Stored items from a collection:
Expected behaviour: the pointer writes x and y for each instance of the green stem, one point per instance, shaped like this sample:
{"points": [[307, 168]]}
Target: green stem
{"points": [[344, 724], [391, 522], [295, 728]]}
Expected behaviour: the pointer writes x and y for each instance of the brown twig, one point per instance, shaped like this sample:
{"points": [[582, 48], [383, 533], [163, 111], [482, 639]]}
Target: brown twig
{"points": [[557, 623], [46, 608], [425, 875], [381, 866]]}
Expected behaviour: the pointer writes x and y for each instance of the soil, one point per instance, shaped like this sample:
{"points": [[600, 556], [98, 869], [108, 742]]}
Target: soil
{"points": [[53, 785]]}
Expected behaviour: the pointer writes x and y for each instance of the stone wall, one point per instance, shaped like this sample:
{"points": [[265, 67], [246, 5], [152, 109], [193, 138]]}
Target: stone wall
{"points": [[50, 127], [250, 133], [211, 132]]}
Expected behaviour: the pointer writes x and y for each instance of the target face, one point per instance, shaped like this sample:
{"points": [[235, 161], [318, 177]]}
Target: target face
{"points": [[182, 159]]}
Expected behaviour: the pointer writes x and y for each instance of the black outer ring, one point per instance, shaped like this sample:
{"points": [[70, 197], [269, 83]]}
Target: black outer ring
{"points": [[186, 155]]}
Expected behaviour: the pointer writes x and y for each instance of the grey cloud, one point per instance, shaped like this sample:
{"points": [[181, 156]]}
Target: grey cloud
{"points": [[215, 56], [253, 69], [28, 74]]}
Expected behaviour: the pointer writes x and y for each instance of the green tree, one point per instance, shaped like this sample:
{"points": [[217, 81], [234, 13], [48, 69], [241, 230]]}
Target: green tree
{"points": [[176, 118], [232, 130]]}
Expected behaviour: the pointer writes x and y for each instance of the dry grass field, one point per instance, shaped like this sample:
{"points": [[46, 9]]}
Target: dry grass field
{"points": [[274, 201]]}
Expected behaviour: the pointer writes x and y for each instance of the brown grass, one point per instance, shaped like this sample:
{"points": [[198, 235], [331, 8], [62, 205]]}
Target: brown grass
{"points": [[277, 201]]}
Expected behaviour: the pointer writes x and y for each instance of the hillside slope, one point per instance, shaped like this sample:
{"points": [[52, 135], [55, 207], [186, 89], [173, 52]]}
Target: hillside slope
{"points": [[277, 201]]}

| PROBLEM STATEMENT |
Give back exactly the lines from the line containing "Target: black outer ring" to the end of the entries, and no other lines.

| WRITTEN REPLY |
Target: black outer ring
{"points": [[186, 155]]}
Expected behaviour: the pointer writes x and y for each instance of the grey cloud, one point per instance, shaped like this sample:
{"points": [[181, 156]]}
Target: grey cloud
{"points": [[215, 56], [253, 69], [28, 74]]}
Expected behaviour: the pointer writes x and y for each instance of the green tree, one point per instance, shaped like this sample:
{"points": [[217, 81], [234, 13], [48, 69], [241, 230]]}
Target: green tree
{"points": [[176, 118], [232, 130]]}
Expected behaviour: the pointer writes x and y for each instance of the dry grass field, one point per instance, shaped like this sample:
{"points": [[46, 9]]}
Target: dry grass field
{"points": [[274, 201]]}
Expected behaviour: the pointer writes x and y for each instance of the brown grass, one point per instance, shaped like this sample:
{"points": [[198, 235], [331, 8], [62, 205]]}
Target: brown grass
{"points": [[277, 201]]}
Expected behaviour: the pointer writes x and y for each instance of the hillside slope, one point per instance, shaped like this sample:
{"points": [[52, 135], [55, 207], [186, 89], [173, 52]]}
Target: hillside slope
{"points": [[277, 201]]}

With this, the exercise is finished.